Document section

......

# Hairball.



## StitchyKitty (Jan 3, 2010)

I need help, I really don't know what to do about this. Stitch has had a hairball that he's been trying to get up for four days now, but it just won't come up. I have a cat grass plant that is suppose to help with hairballs, we have dry food thats suppose to help with hairballs (I'm not sure if the wet food does or not though.) and he's been drinking plenty of water, but he just can't get it up! Should I take him to the vet? Is there anything they can do about it? I'm scared that once he does get it up, he might choke on it or something. Does anyone have any ideas? Please comment and leave your suggestions!
Thank you!


----------



## doodlebug (May 13, 2006)

A blob of vaseline or commercial hairball remedy (which is just flavored vaseline) a couple days in a row. Give between meals or it can interfere with nutrient absorption.


----------



## Heidi n Q (Nov 22, 2006)

What is he doing? 
Is he coughing/hacking constantly, or is it an occasional coughing episode?

Sometimes my cats will do a strange cough-thing, that is *not* related to herking-up a hairball. They will cough a very 'dry' sounding, but gentle, and sometimes rattling, kind of cough. Their head/neck will be extended, point of tongue sticking out, weaving their head from side to side and after a short time of coughing, will lick their lips a lot and swallow while sort of quickly extending their head/neck, almost like someone swallowing in a 'gulp' trying to get something down their throat.

......

Questions on the material
1: In the hairball thread, when does doodlebug say the vaseline or hairball remedy should be given?
2: Reproduce the hairball thread from "## doodlebug (May" up to and including "with nutrient absorption.".

......

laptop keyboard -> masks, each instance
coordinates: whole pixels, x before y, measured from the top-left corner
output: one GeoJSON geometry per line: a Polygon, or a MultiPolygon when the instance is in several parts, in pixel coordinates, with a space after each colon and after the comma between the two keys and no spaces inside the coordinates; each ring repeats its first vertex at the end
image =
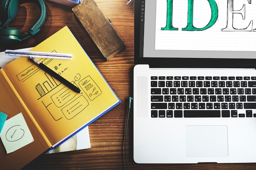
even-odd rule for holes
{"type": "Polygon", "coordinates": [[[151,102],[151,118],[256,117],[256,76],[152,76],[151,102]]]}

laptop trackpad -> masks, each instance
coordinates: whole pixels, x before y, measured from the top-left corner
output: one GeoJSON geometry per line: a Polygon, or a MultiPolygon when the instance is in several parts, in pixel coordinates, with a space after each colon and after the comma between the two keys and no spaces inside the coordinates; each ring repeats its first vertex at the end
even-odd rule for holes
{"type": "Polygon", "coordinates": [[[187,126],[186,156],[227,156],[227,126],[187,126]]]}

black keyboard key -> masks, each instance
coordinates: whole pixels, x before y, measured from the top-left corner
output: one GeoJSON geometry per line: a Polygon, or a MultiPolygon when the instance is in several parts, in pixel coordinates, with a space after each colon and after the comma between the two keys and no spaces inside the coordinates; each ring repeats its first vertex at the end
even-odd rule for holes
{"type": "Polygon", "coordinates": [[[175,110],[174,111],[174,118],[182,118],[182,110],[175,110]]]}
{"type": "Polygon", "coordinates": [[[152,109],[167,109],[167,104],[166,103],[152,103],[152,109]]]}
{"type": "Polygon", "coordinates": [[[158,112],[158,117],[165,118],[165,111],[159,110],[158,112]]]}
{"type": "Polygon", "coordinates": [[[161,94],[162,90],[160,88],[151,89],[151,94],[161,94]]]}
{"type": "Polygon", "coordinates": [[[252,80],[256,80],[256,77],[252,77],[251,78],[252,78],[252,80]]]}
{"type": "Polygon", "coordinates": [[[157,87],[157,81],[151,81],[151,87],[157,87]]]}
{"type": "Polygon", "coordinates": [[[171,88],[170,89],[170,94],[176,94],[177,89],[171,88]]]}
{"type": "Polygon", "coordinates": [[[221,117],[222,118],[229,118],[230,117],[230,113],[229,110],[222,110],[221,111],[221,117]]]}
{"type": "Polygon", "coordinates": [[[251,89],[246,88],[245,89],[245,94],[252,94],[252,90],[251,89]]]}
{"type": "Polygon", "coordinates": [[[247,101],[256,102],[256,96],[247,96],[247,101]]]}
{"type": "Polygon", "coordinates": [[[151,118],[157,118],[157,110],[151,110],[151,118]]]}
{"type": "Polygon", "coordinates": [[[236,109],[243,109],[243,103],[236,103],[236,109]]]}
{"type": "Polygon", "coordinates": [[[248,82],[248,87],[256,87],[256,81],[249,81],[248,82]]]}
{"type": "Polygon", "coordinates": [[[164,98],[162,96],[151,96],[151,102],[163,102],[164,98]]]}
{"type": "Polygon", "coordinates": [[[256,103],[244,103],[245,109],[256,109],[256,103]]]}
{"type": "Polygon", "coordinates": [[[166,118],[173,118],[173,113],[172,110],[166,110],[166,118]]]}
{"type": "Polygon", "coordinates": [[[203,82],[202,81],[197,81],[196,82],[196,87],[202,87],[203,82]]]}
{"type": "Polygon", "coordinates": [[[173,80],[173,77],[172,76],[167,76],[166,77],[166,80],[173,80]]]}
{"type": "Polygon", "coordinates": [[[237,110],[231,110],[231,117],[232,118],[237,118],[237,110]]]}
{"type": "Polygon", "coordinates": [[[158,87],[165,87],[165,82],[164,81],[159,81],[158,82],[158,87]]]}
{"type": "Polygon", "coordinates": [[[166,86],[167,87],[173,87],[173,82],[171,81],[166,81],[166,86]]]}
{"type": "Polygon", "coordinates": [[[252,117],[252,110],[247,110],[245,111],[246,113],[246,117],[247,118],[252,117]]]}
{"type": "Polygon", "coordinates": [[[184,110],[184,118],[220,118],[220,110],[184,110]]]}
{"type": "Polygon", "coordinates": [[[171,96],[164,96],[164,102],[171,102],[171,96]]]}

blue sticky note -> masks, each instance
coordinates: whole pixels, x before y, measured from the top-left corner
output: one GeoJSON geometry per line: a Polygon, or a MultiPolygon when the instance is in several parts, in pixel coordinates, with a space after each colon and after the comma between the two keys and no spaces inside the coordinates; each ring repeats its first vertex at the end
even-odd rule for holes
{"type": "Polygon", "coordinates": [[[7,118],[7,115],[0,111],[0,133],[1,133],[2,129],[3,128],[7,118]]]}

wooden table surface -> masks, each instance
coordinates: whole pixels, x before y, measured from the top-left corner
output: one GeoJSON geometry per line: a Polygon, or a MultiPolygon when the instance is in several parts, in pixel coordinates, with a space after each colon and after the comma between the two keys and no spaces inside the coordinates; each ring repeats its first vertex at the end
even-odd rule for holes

......

Answer set
1: Between meals, because otherwise it can interfere with nutrient absorption.

2:
## doodlebug (May 13, 2006)

A blob of vaseline or commercial hairball remedy (which is just flavored vaseline) a couple days in a row. Give between meals or it can interfere with nutrient absorption.